OBJECTIVE. Write out all the lines again, precisely as they stand, but without the images.

STORED RECORDS.
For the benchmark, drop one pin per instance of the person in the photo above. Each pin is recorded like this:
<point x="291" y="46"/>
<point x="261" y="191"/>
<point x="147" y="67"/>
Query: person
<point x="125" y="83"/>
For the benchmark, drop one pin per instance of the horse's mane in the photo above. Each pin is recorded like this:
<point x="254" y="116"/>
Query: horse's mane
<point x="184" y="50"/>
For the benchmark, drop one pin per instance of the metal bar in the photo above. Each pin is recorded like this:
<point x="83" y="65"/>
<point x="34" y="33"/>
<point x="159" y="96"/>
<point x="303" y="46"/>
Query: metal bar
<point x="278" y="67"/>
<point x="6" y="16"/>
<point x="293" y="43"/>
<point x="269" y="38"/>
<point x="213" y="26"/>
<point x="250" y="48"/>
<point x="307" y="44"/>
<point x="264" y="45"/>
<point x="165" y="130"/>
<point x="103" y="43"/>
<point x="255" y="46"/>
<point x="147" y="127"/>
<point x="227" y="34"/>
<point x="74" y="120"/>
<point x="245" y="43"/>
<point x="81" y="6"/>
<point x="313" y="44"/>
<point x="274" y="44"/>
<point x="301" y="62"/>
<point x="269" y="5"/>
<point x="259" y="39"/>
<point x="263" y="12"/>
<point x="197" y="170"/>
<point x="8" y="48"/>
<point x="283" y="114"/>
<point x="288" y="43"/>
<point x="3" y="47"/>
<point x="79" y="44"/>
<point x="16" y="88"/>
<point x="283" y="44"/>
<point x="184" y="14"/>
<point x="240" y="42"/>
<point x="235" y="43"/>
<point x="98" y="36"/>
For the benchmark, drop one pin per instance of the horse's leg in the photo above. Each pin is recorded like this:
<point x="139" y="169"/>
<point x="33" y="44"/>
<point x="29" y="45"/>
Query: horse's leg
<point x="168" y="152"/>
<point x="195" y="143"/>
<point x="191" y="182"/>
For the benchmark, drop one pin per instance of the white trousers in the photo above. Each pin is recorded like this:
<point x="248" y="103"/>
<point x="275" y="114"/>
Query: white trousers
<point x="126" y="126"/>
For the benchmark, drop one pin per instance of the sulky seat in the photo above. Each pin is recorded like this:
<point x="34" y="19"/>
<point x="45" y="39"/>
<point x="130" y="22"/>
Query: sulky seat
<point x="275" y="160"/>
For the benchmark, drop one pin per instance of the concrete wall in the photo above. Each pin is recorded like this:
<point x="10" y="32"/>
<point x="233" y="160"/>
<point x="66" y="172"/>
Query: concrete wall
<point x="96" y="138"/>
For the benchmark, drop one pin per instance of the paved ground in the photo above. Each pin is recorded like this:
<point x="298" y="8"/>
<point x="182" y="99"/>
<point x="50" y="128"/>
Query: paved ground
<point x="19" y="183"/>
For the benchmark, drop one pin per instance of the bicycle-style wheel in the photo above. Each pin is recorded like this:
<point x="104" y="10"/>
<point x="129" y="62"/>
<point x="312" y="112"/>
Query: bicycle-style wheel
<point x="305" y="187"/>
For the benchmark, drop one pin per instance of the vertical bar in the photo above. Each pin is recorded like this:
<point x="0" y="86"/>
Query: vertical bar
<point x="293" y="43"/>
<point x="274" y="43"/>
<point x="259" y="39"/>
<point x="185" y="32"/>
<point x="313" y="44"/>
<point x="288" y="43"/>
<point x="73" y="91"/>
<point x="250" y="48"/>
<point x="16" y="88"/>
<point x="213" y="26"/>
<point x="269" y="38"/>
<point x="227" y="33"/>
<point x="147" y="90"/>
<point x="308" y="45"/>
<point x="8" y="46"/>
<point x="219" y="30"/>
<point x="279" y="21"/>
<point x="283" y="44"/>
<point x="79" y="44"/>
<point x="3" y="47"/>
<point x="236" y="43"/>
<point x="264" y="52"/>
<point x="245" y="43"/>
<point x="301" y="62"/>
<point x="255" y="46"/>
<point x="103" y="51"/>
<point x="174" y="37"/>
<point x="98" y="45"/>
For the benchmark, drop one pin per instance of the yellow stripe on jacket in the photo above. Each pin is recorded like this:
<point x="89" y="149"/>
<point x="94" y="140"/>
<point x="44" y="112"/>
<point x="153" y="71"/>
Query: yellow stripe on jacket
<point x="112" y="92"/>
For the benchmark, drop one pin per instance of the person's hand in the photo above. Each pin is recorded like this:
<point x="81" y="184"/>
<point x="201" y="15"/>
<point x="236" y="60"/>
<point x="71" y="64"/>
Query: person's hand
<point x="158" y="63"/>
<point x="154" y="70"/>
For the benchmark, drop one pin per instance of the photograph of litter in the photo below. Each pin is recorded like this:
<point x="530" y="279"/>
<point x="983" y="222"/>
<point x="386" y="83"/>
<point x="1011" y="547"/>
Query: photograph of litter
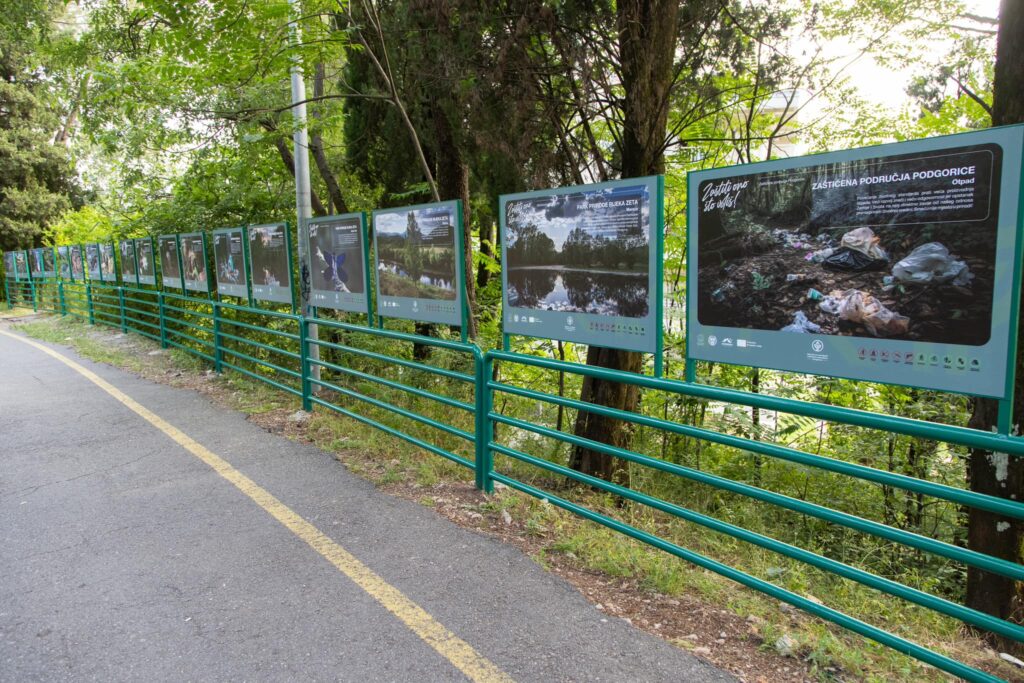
<point x="229" y="257"/>
<point x="143" y="256"/>
<point x="416" y="252"/>
<point x="92" y="260"/>
<point x="77" y="265"/>
<point x="898" y="247"/>
<point x="129" y="267"/>
<point x="586" y="252"/>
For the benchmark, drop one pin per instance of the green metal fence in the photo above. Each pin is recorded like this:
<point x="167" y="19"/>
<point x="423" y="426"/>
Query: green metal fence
<point x="396" y="386"/>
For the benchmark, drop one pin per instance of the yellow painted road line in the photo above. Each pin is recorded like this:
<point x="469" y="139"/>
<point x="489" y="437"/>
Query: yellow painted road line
<point x="449" y="645"/>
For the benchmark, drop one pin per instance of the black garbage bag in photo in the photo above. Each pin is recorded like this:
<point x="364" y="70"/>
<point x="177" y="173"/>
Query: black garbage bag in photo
<point x="852" y="259"/>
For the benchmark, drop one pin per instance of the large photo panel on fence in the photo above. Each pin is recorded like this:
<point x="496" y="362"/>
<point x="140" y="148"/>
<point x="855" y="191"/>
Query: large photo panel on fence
<point x="129" y="266"/>
<point x="337" y="262"/>
<point x="170" y="263"/>
<point x="64" y="262"/>
<point x="270" y="262"/>
<point x="145" y="262"/>
<point x="49" y="262"/>
<point x="581" y="264"/>
<point x="229" y="259"/>
<point x="895" y="263"/>
<point x="37" y="262"/>
<point x="77" y="263"/>
<point x="108" y="262"/>
<point x="92" y="260"/>
<point x="417" y="251"/>
<point x="194" y="261"/>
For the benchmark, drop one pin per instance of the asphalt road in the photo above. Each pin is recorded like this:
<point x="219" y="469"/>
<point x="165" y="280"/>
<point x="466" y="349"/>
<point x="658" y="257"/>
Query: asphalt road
<point x="123" y="556"/>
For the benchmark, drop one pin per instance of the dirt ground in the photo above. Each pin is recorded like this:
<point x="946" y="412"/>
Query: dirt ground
<point x="748" y="286"/>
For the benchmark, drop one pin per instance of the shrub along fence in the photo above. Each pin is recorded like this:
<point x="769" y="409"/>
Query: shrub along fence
<point x="394" y="390"/>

EXERCISE RESULT.
For the benchmark, drop one pin per instance of the person in the photo above. Each pin is recorded like this:
<point x="291" y="46"/>
<point x="261" y="191"/>
<point x="147" y="67"/>
Query: person
<point x="125" y="83"/>
For the benchmark, drop one pin per instance of the horse's mane in the photo above. Each pin is recorded like this:
<point x="254" y="116"/>
Query: horse's mane
<point x="184" y="50"/>
For the benchmark, drop one pin per instance of the metal bar in the photo above. Each pin is recorded like this:
<point x="83" y="65"/>
<point x="34" y="33"/>
<point x="159" y="96"/>
<point x="303" y="46"/>
Query: metal bar
<point x="278" y="67"/>
<point x="6" y="16"/>
<point x="293" y="43"/>
<point x="269" y="38"/>
<point x="213" y="26"/>
<point x="250" y="48"/>
<point x="307" y="44"/>
<point x="264" y="45"/>
<point x="165" y="130"/>
<point x="103" y="43"/>
<point x="255" y="46"/>
<point x="147" y="127"/>
<point x="227" y="34"/>
<point x="74" y="120"/>
<point x="245" y="43"/>
<point x="81" y="6"/>
<point x="313" y="44"/>
<point x="274" y="44"/>
<point x="301" y="62"/>
<point x="269" y="5"/>
<point x="259" y="39"/>
<point x="263" y="12"/>
<point x="197" y="170"/>
<point x="8" y="48"/>
<point x="283" y="114"/>
<point x="288" y="43"/>
<point x="3" y="47"/>
<point x="79" y="44"/>
<point x="16" y="88"/>
<point x="283" y="44"/>
<point x="184" y="14"/>
<point x="240" y="42"/>
<point x="235" y="43"/>
<point x="98" y="36"/>
For the benchmark, drop one pin per instance of the horse's leg in the photo above. Each pin is recorded like this:
<point x="139" y="169"/>
<point x="33" y="44"/>
<point x="29" y="45"/>
Query: horse's leg
<point x="168" y="152"/>
<point x="195" y="143"/>
<point x="191" y="182"/>
For the benchmark, drop one pin per instance of the white trousers in the photo above. Each pin is recorded like this:
<point x="248" y="103"/>
<point x="275" y="114"/>
Query: white trousers
<point x="126" y="126"/>
For the benchmark, drop one pin per instance of the sulky seat in the photo above. Each pin is recorded like this:
<point x="34" y="19"/>
<point x="45" y="39"/>
<point x="130" y="22"/>
Query: sulky seat
<point x="275" y="160"/>
For the benchmark, drop one pin per instance of the concrete wall in the photo above. Each pin is recorded like this:
<point x="10" y="32"/>
<point x="233" y="160"/>
<point x="66" y="172"/>
Query: concrete wall
<point x="96" y="138"/>
For the benchmark, drop one pin per instance of the paved ground in the photo above. Each pin is recorded like this:
<point x="298" y="8"/>
<point x="182" y="99"/>
<point x="50" y="128"/>
Query: paved ground
<point x="19" y="183"/>
For the benchmark, drop one pin per instance of the bicycle-style wheel in the photo above. Each pin is recorded like this:
<point x="104" y="10"/>
<point x="129" y="62"/>
<point x="312" y="112"/>
Query: bicycle-style wheel
<point x="305" y="187"/>
For the benchmark, drop one pin per instance of the vertical bar in the photo above. Each pin is recorded like this:
<point x="0" y="86"/>
Query: vertical bar
<point x="293" y="43"/>
<point x="274" y="43"/>
<point x="259" y="39"/>
<point x="185" y="32"/>
<point x="313" y="44"/>
<point x="288" y="43"/>
<point x="73" y="91"/>
<point x="250" y="48"/>
<point x="16" y="88"/>
<point x="213" y="26"/>
<point x="269" y="38"/>
<point x="227" y="33"/>
<point x="147" y="90"/>
<point x="308" y="45"/>
<point x="8" y="46"/>
<point x="219" y="30"/>
<point x="279" y="21"/>
<point x="283" y="44"/>
<point x="79" y="44"/>
<point x="3" y="47"/>
<point x="236" y="43"/>
<point x="264" y="52"/>
<point x="245" y="43"/>
<point x="301" y="62"/>
<point x="255" y="46"/>
<point x="103" y="51"/>
<point x="174" y="37"/>
<point x="98" y="45"/>
For the benchmark, drop one pin per instance of the yellow stripe on jacket in the photo above. Each pin is recorded like this:
<point x="89" y="149"/>
<point x="94" y="140"/>
<point x="44" y="112"/>
<point x="153" y="71"/>
Query: yellow stripe on jacket
<point x="112" y="92"/>
For the benchmark, drop one pin per instance of the person's hand in the photo above. Each pin is recorded like this:
<point x="81" y="184"/>
<point x="201" y="15"/>
<point x="236" y="60"/>
<point x="71" y="64"/>
Query: person's hand
<point x="158" y="63"/>
<point x="154" y="70"/>
For the benchmark, drop one pin per instance of the photograph of litter in the photo below. Each pin is recorded like this:
<point x="530" y="279"/>
<point x="983" y="222"/>
<point x="386" y="83"/>
<point x="1011" y="547"/>
Query: photograph of litter
<point x="229" y="257"/>
<point x="143" y="256"/>
<point x="416" y="252"/>
<point x="92" y="260"/>
<point x="77" y="265"/>
<point x="898" y="247"/>
<point x="129" y="267"/>
<point x="586" y="252"/>
For the benchmark, drop one pin per instance of the green metal fence in the photo above. Each pin is recorded like this:
<point x="167" y="19"/>
<point x="423" y="426"/>
Query: green metal fence
<point x="396" y="386"/>
For the benchmark, drop one pin per instance of the yellow painted road line in the photo above. Each pin is recorded like this:
<point x="469" y="139"/>
<point x="489" y="437"/>
Query: yellow painted road line
<point x="449" y="645"/>
For the benchmark, drop one pin per instance of the black garbage bag in photo in the photo above. Each pin is recorded like this:
<point x="364" y="70"/>
<point x="177" y="173"/>
Query: black garbage bag in photo
<point x="852" y="259"/>
For the benchmark, drop one pin per instance of the large photo panel on fence in the photo above. Each pin is recorded like this:
<point x="496" y="362"/>
<point x="140" y="148"/>
<point x="855" y="191"/>
Query: large photo panel on fence
<point x="129" y="266"/>
<point x="337" y="262"/>
<point x="170" y="263"/>
<point x="64" y="262"/>
<point x="270" y="262"/>
<point x="145" y="262"/>
<point x="49" y="262"/>
<point x="581" y="264"/>
<point x="229" y="259"/>
<point x="895" y="263"/>
<point x="37" y="262"/>
<point x="77" y="263"/>
<point x="108" y="262"/>
<point x="92" y="260"/>
<point x="417" y="251"/>
<point x="194" y="261"/>
For the benchmark, drop one pin per instance of the asphalt road in the photo above. Each pin is recorded like this:
<point x="219" y="469"/>
<point x="165" y="280"/>
<point x="466" y="349"/>
<point x="658" y="257"/>
Query: asphalt road
<point x="123" y="556"/>
For the benchmark, drop one pin per instance of the dirt ground in the photo above. Each pin is recorded like this:
<point x="946" y="412"/>
Query: dirt ground
<point x="748" y="286"/>
For the benchmark, drop one pin per instance of the shrub along fence in the photo above. Each pin is recorded like this:
<point x="769" y="409"/>
Query: shrub along fence
<point x="394" y="390"/>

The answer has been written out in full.